● **Records for processing**:
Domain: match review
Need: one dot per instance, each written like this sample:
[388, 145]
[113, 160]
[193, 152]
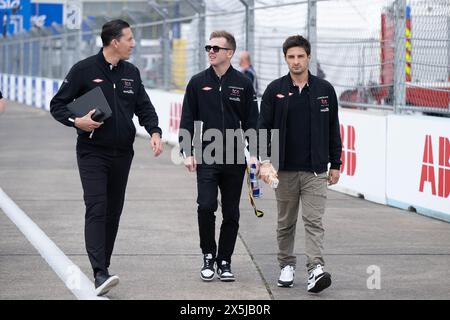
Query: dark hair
[225, 34]
[113, 30]
[296, 41]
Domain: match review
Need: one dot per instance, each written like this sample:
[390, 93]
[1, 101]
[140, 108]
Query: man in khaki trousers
[304, 109]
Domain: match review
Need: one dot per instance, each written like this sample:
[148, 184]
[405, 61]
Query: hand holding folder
[92, 105]
[93, 99]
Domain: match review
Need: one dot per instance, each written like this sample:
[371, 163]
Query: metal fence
[384, 54]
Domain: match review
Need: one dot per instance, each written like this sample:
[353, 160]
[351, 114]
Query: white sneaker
[318, 280]
[286, 277]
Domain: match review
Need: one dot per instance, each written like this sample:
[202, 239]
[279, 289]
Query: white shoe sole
[207, 279]
[225, 279]
[285, 285]
[107, 285]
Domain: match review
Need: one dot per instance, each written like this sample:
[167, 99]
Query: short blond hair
[224, 34]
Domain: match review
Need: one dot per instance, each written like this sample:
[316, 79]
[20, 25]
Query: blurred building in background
[379, 54]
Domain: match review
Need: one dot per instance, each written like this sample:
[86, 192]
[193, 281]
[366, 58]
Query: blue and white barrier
[399, 160]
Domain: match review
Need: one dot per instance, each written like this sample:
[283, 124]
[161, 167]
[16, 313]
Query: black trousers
[104, 176]
[228, 178]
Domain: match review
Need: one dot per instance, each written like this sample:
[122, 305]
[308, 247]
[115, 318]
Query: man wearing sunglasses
[221, 98]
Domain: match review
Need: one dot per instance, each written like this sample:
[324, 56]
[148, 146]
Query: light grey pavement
[157, 254]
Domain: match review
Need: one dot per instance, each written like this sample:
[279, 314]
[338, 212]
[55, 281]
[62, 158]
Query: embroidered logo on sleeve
[324, 104]
[128, 86]
[235, 93]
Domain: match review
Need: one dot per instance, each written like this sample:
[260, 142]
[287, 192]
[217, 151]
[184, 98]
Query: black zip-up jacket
[125, 93]
[222, 103]
[326, 146]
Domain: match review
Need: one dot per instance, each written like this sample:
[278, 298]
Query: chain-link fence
[386, 54]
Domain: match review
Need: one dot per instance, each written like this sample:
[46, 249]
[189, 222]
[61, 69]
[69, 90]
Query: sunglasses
[215, 48]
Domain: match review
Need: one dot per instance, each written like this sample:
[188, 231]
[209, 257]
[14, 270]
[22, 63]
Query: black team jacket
[125, 93]
[326, 146]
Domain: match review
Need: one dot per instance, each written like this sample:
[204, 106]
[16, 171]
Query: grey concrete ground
[157, 254]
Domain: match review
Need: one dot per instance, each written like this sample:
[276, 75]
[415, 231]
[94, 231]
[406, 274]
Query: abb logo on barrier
[348, 156]
[428, 174]
[175, 116]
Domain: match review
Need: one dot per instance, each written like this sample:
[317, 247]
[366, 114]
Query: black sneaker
[207, 272]
[318, 280]
[224, 271]
[105, 282]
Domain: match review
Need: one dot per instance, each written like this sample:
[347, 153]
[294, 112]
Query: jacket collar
[101, 59]
[214, 75]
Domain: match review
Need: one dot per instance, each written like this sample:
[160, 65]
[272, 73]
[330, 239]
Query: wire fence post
[399, 54]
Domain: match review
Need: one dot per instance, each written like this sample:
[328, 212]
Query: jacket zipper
[221, 105]
[116, 116]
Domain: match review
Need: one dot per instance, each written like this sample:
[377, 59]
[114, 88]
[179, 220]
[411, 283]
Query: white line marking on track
[68, 272]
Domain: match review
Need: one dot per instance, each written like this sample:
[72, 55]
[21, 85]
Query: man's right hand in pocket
[190, 164]
[86, 123]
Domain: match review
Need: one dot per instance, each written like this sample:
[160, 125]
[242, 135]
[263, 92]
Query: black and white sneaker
[286, 277]
[224, 271]
[207, 272]
[318, 280]
[104, 283]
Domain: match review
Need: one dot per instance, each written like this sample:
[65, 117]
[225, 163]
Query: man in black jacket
[304, 109]
[104, 155]
[223, 99]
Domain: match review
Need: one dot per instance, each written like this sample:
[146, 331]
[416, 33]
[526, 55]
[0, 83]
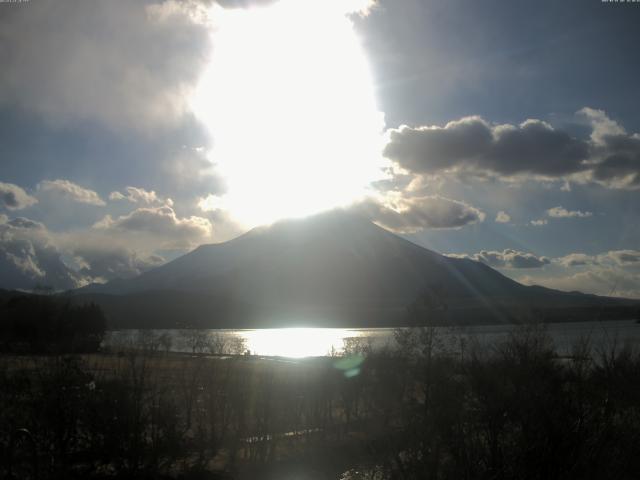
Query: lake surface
[305, 342]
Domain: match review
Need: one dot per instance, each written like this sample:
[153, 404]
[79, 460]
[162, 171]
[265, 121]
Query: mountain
[331, 269]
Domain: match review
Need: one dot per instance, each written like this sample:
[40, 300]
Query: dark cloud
[577, 260]
[102, 262]
[507, 259]
[409, 215]
[161, 225]
[625, 257]
[28, 256]
[473, 148]
[13, 197]
[533, 147]
[561, 212]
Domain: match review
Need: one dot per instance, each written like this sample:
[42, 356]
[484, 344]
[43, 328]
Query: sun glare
[296, 342]
[289, 100]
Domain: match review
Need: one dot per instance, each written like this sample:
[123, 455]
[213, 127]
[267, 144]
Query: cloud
[471, 147]
[32, 255]
[123, 64]
[71, 191]
[539, 223]
[409, 215]
[140, 195]
[615, 273]
[603, 280]
[13, 197]
[28, 256]
[159, 225]
[602, 126]
[101, 260]
[577, 260]
[503, 217]
[625, 257]
[506, 259]
[560, 212]
[472, 144]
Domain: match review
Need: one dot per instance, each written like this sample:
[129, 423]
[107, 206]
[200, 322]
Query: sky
[503, 131]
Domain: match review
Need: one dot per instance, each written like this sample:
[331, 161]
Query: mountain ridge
[334, 268]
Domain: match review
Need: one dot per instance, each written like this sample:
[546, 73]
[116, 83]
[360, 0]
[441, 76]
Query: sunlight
[289, 100]
[296, 342]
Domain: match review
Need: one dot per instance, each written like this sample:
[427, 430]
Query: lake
[309, 342]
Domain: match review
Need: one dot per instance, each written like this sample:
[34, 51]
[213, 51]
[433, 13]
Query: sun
[289, 100]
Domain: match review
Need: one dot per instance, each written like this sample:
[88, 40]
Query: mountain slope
[331, 269]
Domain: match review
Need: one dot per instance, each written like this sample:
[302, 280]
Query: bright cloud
[70, 191]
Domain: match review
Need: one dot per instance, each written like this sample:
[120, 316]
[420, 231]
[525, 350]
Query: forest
[431, 409]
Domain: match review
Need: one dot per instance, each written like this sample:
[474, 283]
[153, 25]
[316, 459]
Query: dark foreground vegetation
[426, 411]
[49, 324]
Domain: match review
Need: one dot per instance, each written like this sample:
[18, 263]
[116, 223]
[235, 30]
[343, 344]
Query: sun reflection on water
[296, 342]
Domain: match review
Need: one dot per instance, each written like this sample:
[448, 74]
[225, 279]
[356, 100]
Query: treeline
[432, 410]
[49, 324]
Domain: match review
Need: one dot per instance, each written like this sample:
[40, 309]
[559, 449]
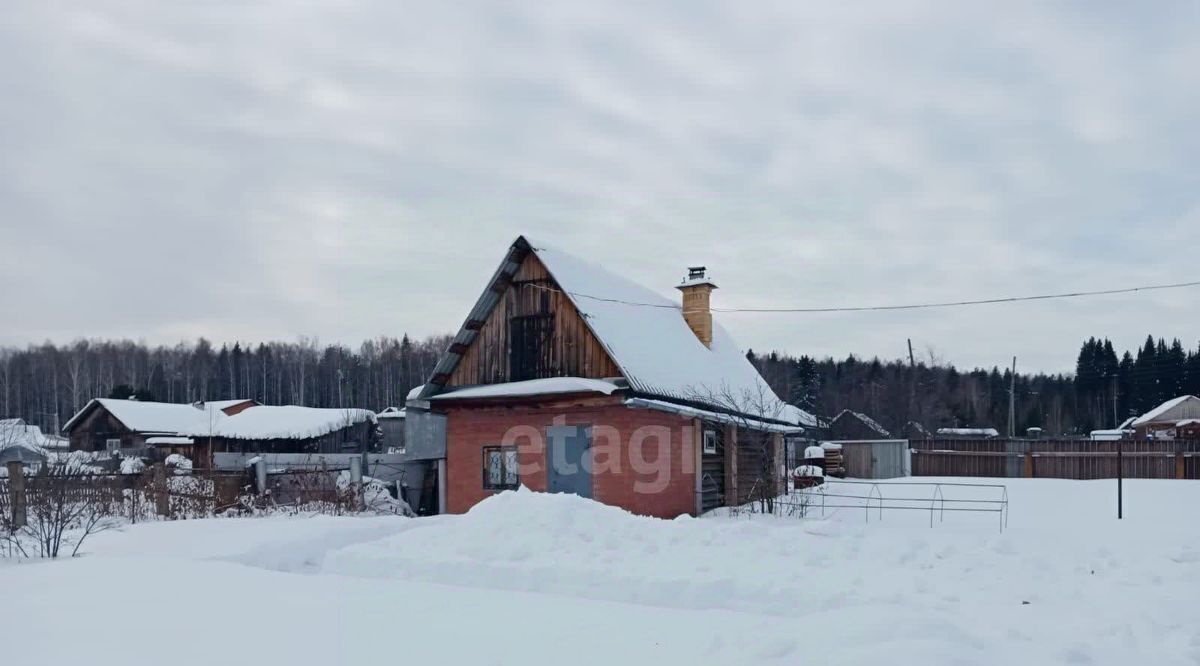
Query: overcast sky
[255, 171]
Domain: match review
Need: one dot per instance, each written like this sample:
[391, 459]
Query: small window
[501, 468]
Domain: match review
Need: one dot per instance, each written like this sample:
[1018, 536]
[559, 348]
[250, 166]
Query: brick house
[1175, 419]
[567, 377]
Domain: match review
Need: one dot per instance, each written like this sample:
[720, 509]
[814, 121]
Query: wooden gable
[533, 333]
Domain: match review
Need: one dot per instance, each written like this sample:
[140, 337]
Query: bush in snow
[132, 465]
[376, 496]
[64, 505]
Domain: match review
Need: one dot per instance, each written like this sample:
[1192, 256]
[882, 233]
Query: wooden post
[17, 493]
[357, 484]
[161, 497]
[731, 466]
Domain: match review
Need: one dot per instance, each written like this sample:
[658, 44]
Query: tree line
[1105, 389]
[46, 384]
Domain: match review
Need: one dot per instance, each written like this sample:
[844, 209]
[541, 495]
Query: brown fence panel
[959, 457]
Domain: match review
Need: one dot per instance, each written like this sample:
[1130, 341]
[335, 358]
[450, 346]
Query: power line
[887, 307]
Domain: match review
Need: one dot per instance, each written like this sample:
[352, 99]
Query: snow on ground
[539, 579]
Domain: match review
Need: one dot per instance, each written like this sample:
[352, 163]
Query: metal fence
[876, 499]
[1056, 459]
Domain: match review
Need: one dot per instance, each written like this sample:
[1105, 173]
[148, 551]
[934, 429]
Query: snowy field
[537, 579]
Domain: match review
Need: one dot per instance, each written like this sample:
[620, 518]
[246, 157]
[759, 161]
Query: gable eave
[489, 299]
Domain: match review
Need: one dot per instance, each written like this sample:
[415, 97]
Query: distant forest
[46, 384]
[1104, 390]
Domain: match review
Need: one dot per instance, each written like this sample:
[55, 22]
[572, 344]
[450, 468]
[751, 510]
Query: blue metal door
[569, 460]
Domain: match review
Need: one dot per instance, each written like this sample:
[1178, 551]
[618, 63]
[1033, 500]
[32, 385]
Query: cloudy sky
[343, 169]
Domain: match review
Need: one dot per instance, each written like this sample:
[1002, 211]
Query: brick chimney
[696, 310]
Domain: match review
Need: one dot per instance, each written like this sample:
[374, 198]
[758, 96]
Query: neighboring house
[1125, 431]
[567, 377]
[198, 430]
[21, 442]
[1175, 419]
[967, 433]
[855, 425]
[913, 430]
[391, 430]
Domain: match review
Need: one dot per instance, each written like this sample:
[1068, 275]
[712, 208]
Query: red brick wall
[628, 467]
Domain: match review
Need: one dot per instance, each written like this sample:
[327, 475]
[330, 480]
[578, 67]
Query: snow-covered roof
[166, 418]
[649, 341]
[1183, 407]
[970, 432]
[867, 420]
[289, 421]
[17, 433]
[208, 419]
[391, 413]
[225, 403]
[719, 417]
[175, 441]
[533, 388]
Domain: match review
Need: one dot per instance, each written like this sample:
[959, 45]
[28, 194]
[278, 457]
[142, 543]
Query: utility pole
[1115, 421]
[1012, 401]
[912, 382]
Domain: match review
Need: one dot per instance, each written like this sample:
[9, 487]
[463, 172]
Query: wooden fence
[1055, 459]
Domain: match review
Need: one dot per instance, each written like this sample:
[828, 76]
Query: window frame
[503, 451]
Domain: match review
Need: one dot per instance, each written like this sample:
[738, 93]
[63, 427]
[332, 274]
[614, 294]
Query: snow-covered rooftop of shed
[867, 420]
[208, 419]
[16, 432]
[289, 423]
[970, 432]
[169, 441]
[719, 417]
[533, 388]
[653, 345]
[1164, 409]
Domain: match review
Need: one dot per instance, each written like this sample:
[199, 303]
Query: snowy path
[540, 579]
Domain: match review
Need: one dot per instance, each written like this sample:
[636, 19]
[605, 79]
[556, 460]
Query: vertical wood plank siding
[571, 352]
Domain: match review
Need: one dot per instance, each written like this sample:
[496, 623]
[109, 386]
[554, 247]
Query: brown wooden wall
[573, 351]
[91, 432]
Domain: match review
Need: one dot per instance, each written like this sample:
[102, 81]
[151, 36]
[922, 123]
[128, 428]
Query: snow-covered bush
[179, 462]
[132, 465]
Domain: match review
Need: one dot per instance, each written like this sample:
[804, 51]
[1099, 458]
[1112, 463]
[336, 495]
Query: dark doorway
[529, 339]
[569, 460]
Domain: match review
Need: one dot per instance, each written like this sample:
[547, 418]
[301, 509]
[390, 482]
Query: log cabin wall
[564, 345]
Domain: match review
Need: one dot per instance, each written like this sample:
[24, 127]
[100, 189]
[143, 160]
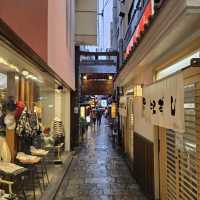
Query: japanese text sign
[163, 103]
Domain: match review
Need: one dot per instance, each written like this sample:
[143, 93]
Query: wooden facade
[144, 164]
[179, 155]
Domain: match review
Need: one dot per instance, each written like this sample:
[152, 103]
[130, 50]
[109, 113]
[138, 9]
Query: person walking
[94, 118]
[99, 116]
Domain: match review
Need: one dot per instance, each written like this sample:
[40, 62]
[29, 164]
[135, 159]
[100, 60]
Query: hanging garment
[5, 154]
[57, 127]
[23, 125]
[34, 123]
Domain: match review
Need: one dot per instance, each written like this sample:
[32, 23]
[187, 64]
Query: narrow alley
[99, 172]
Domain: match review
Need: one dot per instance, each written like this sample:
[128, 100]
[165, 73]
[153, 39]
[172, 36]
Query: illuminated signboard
[140, 27]
[3, 81]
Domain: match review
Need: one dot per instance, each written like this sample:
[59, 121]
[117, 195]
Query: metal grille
[181, 152]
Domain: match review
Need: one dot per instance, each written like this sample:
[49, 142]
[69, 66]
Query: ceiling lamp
[25, 73]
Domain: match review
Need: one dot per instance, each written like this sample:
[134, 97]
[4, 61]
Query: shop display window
[32, 112]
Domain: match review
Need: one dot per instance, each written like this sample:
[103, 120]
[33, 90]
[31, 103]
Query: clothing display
[9, 104]
[48, 140]
[57, 127]
[34, 123]
[23, 126]
[9, 121]
[5, 154]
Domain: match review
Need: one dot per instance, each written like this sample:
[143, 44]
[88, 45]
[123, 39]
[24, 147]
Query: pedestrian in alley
[99, 116]
[93, 116]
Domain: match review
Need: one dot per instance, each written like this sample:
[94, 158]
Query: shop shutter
[180, 153]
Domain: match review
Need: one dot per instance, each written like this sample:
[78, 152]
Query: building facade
[37, 58]
[161, 43]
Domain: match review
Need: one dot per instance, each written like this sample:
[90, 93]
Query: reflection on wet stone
[99, 172]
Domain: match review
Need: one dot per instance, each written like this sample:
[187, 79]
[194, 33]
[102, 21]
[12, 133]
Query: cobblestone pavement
[98, 172]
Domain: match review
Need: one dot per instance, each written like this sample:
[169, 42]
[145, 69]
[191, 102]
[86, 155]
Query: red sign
[140, 27]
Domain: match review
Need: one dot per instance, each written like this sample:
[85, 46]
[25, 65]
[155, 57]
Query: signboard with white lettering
[163, 103]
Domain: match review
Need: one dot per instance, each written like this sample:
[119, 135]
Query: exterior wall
[47, 26]
[60, 39]
[29, 20]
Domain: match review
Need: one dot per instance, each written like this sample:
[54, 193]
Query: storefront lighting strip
[3, 61]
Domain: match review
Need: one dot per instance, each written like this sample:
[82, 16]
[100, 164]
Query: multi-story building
[158, 109]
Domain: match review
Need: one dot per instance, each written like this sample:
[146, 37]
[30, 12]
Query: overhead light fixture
[3, 61]
[110, 77]
[25, 73]
[16, 77]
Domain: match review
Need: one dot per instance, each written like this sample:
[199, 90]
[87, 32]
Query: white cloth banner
[163, 103]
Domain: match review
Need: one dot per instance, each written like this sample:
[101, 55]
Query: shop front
[179, 147]
[34, 122]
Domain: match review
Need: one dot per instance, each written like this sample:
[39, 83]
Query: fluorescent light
[110, 77]
[16, 77]
[25, 73]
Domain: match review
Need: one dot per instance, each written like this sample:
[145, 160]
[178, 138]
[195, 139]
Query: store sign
[3, 81]
[122, 112]
[104, 103]
[140, 27]
[163, 103]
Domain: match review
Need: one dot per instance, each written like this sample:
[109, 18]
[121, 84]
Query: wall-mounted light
[16, 77]
[110, 77]
[137, 91]
[25, 73]
[3, 61]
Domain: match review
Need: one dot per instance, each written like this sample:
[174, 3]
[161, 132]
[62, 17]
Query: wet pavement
[98, 172]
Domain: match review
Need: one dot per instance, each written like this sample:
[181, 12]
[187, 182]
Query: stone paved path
[98, 172]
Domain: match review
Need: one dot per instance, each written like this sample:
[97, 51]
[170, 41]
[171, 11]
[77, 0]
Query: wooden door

● **Task statement**: Please return each line of the records above that contains the word "hair", copied in full.

● **Solved exercise**:
Query: dark hair
Query: short blond hair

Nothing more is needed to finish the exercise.